BEGIN Page
The book traces how NSF's support has provided facilities and education for computing usage by all scientific disciplines, aided in institution and professional community building, supported fundamental research in computer science and allied disciplines, and led the efforts to broaden participation in computing by all segments of society.
Today, the research and infrastructure facilitated by NSF computing programs are significant economic drivers of American society and industry. For example, NSF supported work that led to the first widely-used web browser, Netscape; sponsored the creation of algorithms at the core of the Google search engine; facilitated the growth of the public Internet; and funded research on the scientific basis for countless other applications and technologies. NSF has advanced the development of human capital and ideas for future advances in computing and its applications.
This account is the first comprehensive coverage of NSF's role in the extraordinary growth and expansion of modern computing and its use. It will appeal to historians of computing, policy makers and leaders in government and academia, and individuals interested in the history and development of computing and the NSF.
Author
Richards "Rick" Adrion is Professor Emeritus of Computer Science at the University of Massachusetts Amherst. He continues to be an active researcher in software engineering and computer science education, leading several large NSF projects during his career. He served as an NSF program director from 1976–1978 and 1980–1986, a division director from 2000–2002, and a CISE senior scientist in 1986 and 2002–2003. He held full-time positions at the University of Texas at Austin, Oregon State, and the National Bureau of Standards, as well as consulting, part-time, and visiting positions at a number of not-for-profit organizations, corporate labs, and universities here and abroad. He is a fellow of the ACM and AAAS.
END Page
BEGIN Data supplied
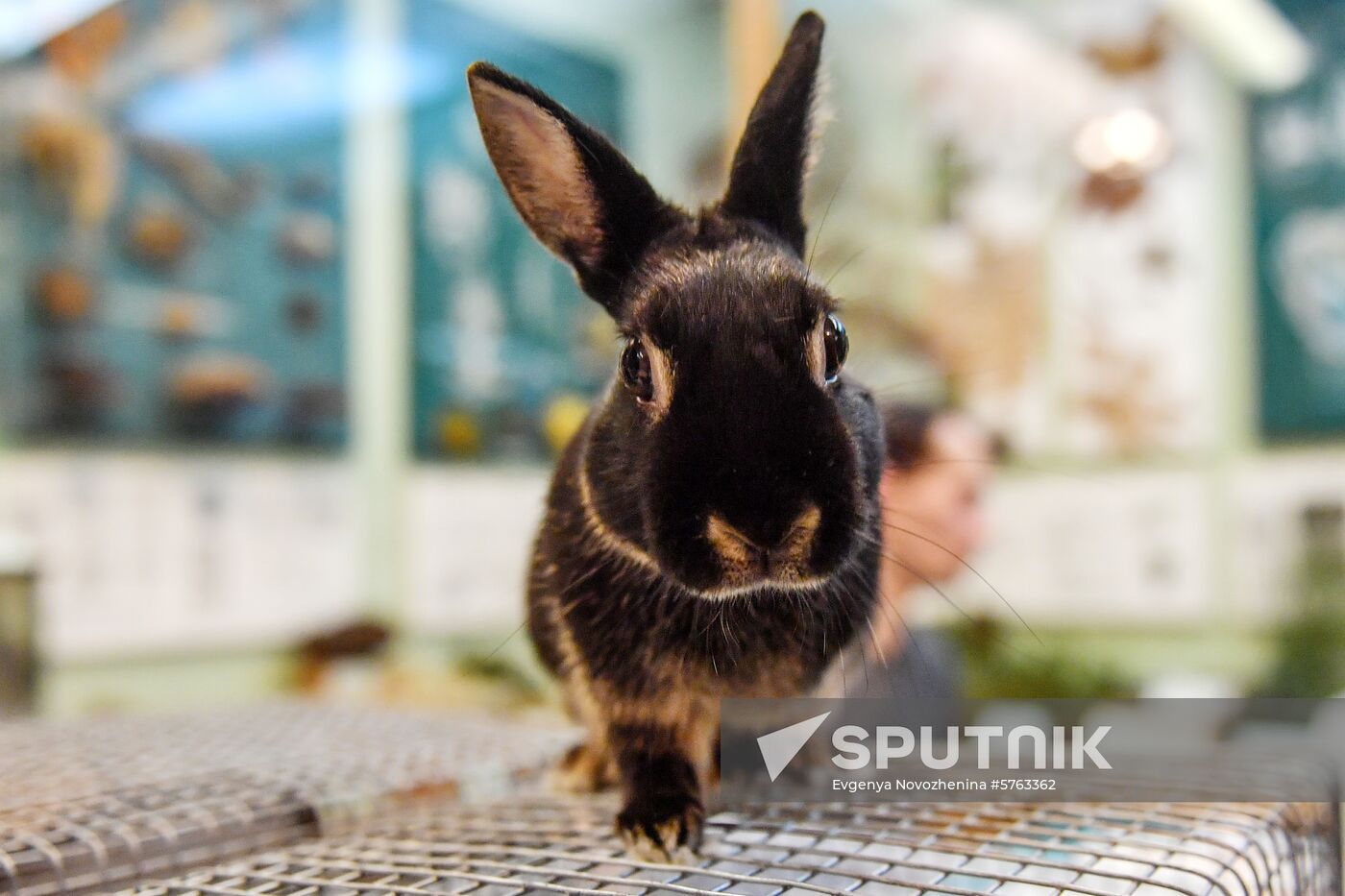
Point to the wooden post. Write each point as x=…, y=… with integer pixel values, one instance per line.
x=752, y=42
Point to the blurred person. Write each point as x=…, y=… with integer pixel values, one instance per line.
x=939, y=463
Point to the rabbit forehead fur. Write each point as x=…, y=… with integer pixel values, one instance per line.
x=748, y=295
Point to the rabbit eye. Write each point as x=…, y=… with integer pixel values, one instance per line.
x=636, y=372
x=837, y=345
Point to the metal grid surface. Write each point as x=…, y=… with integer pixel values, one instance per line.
x=97, y=805
x=893, y=849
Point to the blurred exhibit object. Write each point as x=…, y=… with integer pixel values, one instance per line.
x=1298, y=163
x=17, y=624
x=170, y=175
x=144, y=554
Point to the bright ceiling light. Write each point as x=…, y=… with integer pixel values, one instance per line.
x=1129, y=140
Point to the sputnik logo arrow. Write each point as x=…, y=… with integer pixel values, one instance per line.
x=779, y=747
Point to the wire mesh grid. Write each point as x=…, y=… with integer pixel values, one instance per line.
x=98, y=805
x=892, y=849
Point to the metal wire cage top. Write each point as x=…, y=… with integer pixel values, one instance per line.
x=567, y=846
x=91, y=806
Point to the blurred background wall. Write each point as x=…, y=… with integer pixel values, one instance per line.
x=278, y=358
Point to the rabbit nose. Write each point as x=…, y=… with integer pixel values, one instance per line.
x=744, y=557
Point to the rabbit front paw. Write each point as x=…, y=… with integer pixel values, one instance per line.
x=662, y=826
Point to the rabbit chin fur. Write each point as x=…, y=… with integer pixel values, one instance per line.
x=721, y=534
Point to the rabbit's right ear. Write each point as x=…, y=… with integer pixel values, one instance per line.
x=575, y=190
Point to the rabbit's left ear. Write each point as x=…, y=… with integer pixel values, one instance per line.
x=770, y=166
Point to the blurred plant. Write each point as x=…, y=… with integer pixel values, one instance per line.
x=998, y=668
x=1310, y=646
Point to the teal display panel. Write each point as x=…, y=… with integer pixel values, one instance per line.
x=177, y=224
x=1298, y=155
x=506, y=348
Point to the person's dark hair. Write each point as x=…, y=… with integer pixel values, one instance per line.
x=907, y=429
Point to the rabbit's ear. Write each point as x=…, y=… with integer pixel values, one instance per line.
x=770, y=166
x=574, y=188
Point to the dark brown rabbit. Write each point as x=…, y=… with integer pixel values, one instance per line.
x=713, y=529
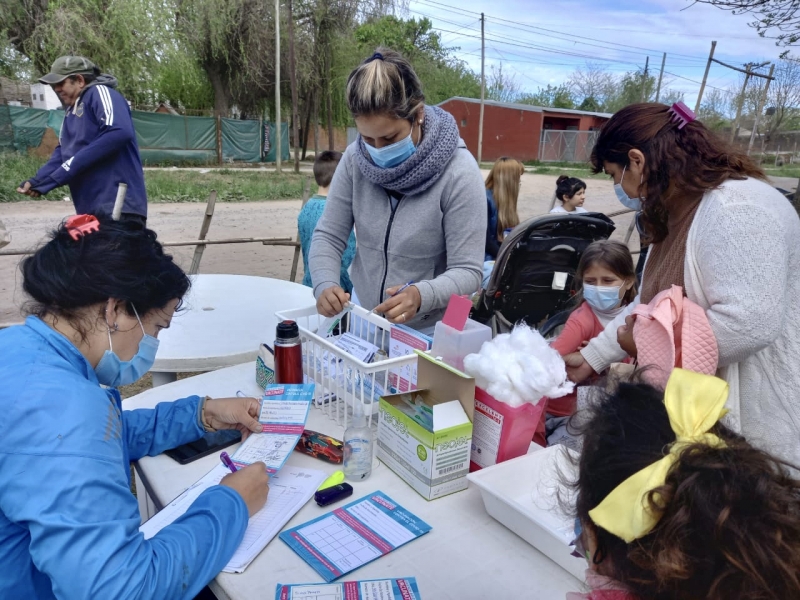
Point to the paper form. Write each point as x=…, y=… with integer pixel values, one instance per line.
x=350, y=537
x=370, y=589
x=288, y=492
x=283, y=414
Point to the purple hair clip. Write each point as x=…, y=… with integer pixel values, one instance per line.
x=681, y=114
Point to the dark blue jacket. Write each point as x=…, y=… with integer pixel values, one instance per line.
x=69, y=525
x=97, y=152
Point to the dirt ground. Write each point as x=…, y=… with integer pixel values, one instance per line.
x=29, y=222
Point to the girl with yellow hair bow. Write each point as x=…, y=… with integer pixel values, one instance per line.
x=673, y=505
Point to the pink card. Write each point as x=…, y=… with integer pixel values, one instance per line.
x=457, y=312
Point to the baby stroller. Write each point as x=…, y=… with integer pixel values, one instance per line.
x=533, y=276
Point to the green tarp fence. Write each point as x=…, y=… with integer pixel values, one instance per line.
x=166, y=138
x=268, y=142
x=21, y=127
x=162, y=138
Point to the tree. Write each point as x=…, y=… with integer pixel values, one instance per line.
x=501, y=86
x=592, y=85
x=123, y=38
x=780, y=17
x=714, y=111
x=442, y=74
x=783, y=99
x=555, y=96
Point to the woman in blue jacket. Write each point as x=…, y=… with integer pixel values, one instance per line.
x=69, y=525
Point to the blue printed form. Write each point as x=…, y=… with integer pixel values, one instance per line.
x=284, y=411
x=404, y=588
x=354, y=535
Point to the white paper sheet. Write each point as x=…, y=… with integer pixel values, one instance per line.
x=288, y=492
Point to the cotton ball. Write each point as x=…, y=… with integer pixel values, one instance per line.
x=519, y=367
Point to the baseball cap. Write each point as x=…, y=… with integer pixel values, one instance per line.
x=64, y=66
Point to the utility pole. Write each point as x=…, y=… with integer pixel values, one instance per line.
x=279, y=129
x=483, y=92
x=661, y=76
x=293, y=83
x=644, y=79
x=762, y=101
x=705, y=78
x=735, y=128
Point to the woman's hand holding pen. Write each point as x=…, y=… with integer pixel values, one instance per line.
x=251, y=483
x=401, y=306
x=233, y=413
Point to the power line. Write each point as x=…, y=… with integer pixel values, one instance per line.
x=605, y=45
x=517, y=25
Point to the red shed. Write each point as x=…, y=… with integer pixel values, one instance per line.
x=516, y=130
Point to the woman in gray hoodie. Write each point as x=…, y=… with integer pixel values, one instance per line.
x=415, y=195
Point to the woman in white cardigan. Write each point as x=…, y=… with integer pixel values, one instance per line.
x=732, y=241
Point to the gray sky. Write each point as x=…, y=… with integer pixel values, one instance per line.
x=541, y=42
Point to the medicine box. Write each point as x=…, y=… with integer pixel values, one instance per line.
x=435, y=461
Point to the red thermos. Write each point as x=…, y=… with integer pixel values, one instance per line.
x=288, y=353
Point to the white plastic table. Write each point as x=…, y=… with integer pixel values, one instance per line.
x=223, y=321
x=466, y=556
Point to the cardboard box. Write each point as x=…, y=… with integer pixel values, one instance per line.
x=435, y=463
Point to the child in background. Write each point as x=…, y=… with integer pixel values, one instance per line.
x=672, y=505
x=502, y=191
x=324, y=168
x=571, y=191
x=608, y=282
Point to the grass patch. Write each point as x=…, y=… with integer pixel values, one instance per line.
x=232, y=185
x=784, y=171
x=581, y=173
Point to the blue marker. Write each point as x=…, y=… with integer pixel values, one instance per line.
x=402, y=288
x=226, y=460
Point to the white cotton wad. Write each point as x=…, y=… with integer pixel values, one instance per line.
x=519, y=367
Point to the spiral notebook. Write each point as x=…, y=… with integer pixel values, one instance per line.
x=289, y=491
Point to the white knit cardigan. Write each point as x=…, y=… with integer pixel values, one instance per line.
x=743, y=267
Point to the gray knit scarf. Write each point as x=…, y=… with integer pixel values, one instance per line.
x=421, y=170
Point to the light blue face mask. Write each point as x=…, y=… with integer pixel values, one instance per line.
x=113, y=372
x=602, y=297
x=625, y=200
x=393, y=154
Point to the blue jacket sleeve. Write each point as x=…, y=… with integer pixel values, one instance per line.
x=149, y=432
x=84, y=530
x=42, y=182
x=116, y=130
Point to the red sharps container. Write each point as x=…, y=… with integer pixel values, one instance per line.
x=288, y=353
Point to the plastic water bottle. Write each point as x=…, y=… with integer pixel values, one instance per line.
x=357, y=446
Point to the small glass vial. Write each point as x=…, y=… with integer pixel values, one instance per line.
x=357, y=446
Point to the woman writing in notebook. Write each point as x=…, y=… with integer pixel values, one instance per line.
x=415, y=195
x=102, y=290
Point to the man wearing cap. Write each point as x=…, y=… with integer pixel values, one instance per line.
x=97, y=148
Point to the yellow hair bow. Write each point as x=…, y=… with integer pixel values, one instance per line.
x=694, y=403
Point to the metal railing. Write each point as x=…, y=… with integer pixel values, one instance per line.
x=566, y=146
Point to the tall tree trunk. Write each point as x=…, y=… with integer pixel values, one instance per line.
x=329, y=99
x=293, y=85
x=316, y=121
x=221, y=90
x=307, y=125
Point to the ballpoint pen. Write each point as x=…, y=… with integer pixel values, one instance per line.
x=226, y=460
x=403, y=287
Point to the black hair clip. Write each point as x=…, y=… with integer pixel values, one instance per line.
x=80, y=225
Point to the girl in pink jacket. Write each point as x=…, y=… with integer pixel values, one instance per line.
x=608, y=282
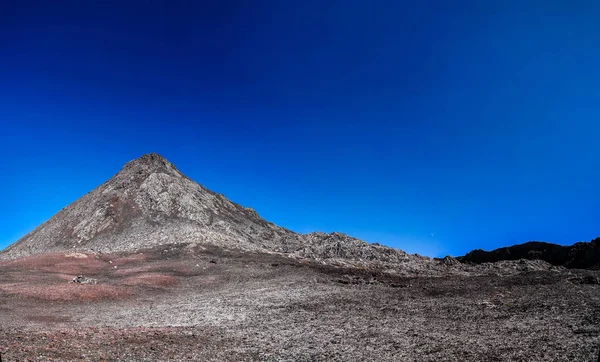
END Data supplied
Requirements:
1. In the listing, copy out the lines starting with the line containing "Point to the person's" and going on through the line containing "x=354, y=535". Leave the pictures out.
2. Continue the description of the book on NSF's role in computing from where it stops.

Results:
1.
Point to the person's dark hair. Write each point as x=…, y=… with integer pixel values, one instance per line.
x=907, y=429
Point to the rabbit's ear. Write each point as x=…, y=… with integer pixel values, one instance per line.
x=770, y=166
x=574, y=188
Point to the dark brown rabbit. Write each point as x=…, y=… with integer pixel values, one instance per line.
x=713, y=529
Point to the paper form. Write each point as x=…, y=… with integer pixel values, one instance per line.
x=350, y=537
x=370, y=589
x=288, y=492
x=283, y=414
Point to the purple hair clip. Write each point as x=…, y=… with integer pixel values, one instance per line.
x=681, y=114
Point to the dark blue jacket. Write each point as x=…, y=… with integer pixel values, one instance per line.
x=69, y=525
x=97, y=152
Point to the dirt ground. Write each point as x=…, y=… with integer pixel values, one instance per line.
x=29, y=222
Point to the girl with yellow hair bow. Write each point as x=…, y=… with integer pixel values, one instance per line.
x=673, y=505
Point to the pink card. Write each point as x=…, y=… with integer pixel values, one instance per line.
x=457, y=312
Point to the baby stroller. Write each point as x=…, y=… with integer pixel values, one instance per line.
x=533, y=276
Point to the green tarp fence. Write each point as x=…, y=… with integer pixel values, one instance per line.
x=166, y=138
x=268, y=142
x=21, y=127
x=162, y=138
Point to the tree. Write each point as x=…, y=… with integer pixel values, one instance per line.
x=501, y=86
x=592, y=85
x=123, y=38
x=780, y=17
x=714, y=111
x=442, y=74
x=783, y=99
x=555, y=96
Point to the woman in blue jacket. Write each point as x=…, y=… with integer pixel values, one instance per line.
x=69, y=525
Point to the blue printed form. Write each point as x=…, y=… with integer pixel values, one instance per line.
x=284, y=411
x=404, y=588
x=354, y=535

2.
William Aspray is Professor of Information Science at the University of Colorado Boulder. He is trained as a historian of science and has spent most of his career studying the histories of computing, information, mathematics, and electrical engineering. He formerly taught at Harvard University, Indiana University Bloomington, University of Pennsylvania, University of Texas at Austin, Virginia Tech, and Williams College, and served in leadership positions at the Charles Babbage Institute, Computing Research Association, and IEEE History Center. He led a history of computing project at NSF in the early 1990s, and he has published three articles and a book about NSF computing activities (Participation in Computing: The National Science Foundation's Expansionary Programs, Springer, 2016).